TEXT EXCERPT:
※
The flow of AC current through the IL causes a magnetic field around the winding. According to Maxwell’s equations, eddy currents in a conductive metal object present in the field change the global magnetic field distribution. There are dynamic interactions of eddy currents field and inductive loop magnetic field. If the IL impedance is monitored, the effect of these interactions can be seen as impedance changes.

2.4. Field Distribution and Sensitivity of IL

This section describes the sensitivity of the IL in relation to the magnetic field distribution generated by the loop. A sensitivity indicates how much the sensor’s output changes with the change of the input measured quantity. Therefore, to characterize the sensitivity of the IL, which is related to its magnetic field distribution, it is necessary to visualize the distribution of its field in the active space that is penetrated by vehicles. The distribution of the field can be calculated using the Biot–Savart law and presented on the plane in selected cross-sections [1].

The wheel rim is the closest part of the car that is extended towards the IL sensor. The distance between the rim and the loop wires depends on the height of the tire (e.g., 8 cm) and the mounting depth of IL in the road (e.g., 2 cm). Therefore, as an example, the magnetic field induction distribution in the air, over the IL, in a horizontal section in a plane parallel to the sensor, located at a distance of 10 cm was computed. For comparison, the constant dimensions of spatial cross-sections for slim and standard IL sensors, and the same current flow of 1 A-turn were adopted.

The field distribution, in a horizontal plane, 10 cm above the standard loop, is shown in Figure 3a,b, which also shows the field distribution in the vertical cross plane. In Figure 3b, the isoline B = 0.5 µT is marked, with the magnetic induction value 4 times smaller than the maximum magnetic induction in the considered area.

Field distributions for the slim loop were calculated analogically and are shown in Figure 3c,d. By comparing and analyzing IL sensors field distributions, one can come to the conclusion that standard loops generate a spread field, which simultaneously includes many vehicle chassis components. The induction values, not less than 0.5 µT, occur where there are highly located vehicle chassis components, e.g., trucks. This explains why standard loops are suitable for detecting entire vehicle bodies, even those with high suspension.
※
GOAL 1: According to the inductive loop excerpt, at what distance from the sensor was the horizontal cross-section of the magnetic field computed?
The listing that follows is unrelated to the inductive loop excerpt.

[Coordinate annotation listing]
※
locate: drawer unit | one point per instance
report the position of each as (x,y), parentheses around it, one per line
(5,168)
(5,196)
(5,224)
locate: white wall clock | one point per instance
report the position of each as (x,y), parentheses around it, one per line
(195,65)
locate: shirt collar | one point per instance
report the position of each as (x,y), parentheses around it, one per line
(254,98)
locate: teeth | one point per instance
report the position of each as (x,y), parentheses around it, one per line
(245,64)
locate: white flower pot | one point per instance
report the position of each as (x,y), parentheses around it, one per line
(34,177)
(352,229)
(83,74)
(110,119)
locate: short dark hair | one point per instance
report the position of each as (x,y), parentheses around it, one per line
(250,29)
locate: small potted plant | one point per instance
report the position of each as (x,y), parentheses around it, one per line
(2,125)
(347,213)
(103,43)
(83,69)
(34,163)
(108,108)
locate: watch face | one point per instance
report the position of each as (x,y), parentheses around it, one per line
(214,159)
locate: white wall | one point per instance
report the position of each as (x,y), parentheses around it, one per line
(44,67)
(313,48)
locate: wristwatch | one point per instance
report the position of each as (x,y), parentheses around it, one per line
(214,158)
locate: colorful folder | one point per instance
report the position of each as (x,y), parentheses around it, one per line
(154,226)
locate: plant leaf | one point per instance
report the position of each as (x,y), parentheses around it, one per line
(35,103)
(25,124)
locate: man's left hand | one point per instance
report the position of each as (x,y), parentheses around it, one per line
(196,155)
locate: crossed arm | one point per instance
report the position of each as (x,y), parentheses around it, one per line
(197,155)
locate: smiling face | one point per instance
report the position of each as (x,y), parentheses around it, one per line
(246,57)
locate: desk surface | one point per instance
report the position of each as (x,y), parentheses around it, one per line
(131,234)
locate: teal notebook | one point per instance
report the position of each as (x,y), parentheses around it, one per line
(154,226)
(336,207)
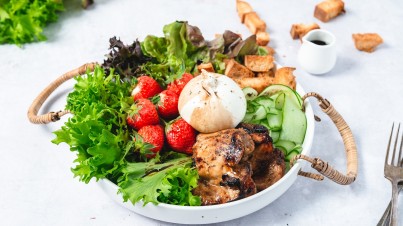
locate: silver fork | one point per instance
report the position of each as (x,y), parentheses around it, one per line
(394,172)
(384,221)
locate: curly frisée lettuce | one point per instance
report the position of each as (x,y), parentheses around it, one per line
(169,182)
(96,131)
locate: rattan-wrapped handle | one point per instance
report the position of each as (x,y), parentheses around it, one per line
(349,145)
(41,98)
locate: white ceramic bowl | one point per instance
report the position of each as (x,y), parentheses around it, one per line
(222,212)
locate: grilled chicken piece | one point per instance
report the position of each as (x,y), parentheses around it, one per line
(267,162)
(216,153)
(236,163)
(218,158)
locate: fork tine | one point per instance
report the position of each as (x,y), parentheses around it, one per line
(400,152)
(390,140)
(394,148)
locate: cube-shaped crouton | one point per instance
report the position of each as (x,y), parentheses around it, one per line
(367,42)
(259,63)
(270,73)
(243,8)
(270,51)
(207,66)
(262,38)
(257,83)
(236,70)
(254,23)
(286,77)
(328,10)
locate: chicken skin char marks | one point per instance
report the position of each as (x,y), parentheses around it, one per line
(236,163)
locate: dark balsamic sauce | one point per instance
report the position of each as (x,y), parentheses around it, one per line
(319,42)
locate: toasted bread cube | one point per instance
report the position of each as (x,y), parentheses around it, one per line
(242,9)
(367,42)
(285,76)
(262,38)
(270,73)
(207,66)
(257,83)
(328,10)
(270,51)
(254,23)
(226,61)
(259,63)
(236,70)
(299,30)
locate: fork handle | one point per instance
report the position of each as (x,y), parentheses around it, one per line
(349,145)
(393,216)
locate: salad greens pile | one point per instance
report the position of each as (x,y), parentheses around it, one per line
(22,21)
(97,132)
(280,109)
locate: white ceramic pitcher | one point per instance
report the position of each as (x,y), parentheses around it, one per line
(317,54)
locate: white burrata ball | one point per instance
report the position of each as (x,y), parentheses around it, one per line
※
GOAL 2: Rewrite the listing from the line that contains "locate: dark balsamic" through the end of the listing, both included, keeping every line and request. Rescale each coordinate in the answers by 0.9, rounding to whole numbers with halves rounded up.

TASK RESULT 1: At a distance of 10 cm, in a plane parallel to the sensor.

TASK RESULT 2:
locate: dark balsamic sauce | one point per instance
report the position of each as (x,y), parentheses around it, one per line
(287,38)
locate: toasted bread cube | one point per instance
report the position of each as (x,y), parentheses around it, one per line
(218,8)
(330,38)
(257,68)
(236,34)
(243,66)
(186,59)
(231,75)
(295,9)
(243,46)
(229,21)
(203,55)
(233,57)
(212,63)
(269,27)
locate: fork handle | one point per instance
report the position of each as (x,y), parentheses around it, one per line
(314,131)
(354,194)
locate: salad greens pile | one point per instance
report the position of each as (x,y), parentheses around it, one per line
(20,19)
(87,119)
(252,98)
locate: white ceramic pitcher | one point per instance
report the position of each as (x,y), parentheses around it, one per line
(285,49)
locate: white burrata ball | one point per instance
report the position of each as (x,y), parentheses around it, one per line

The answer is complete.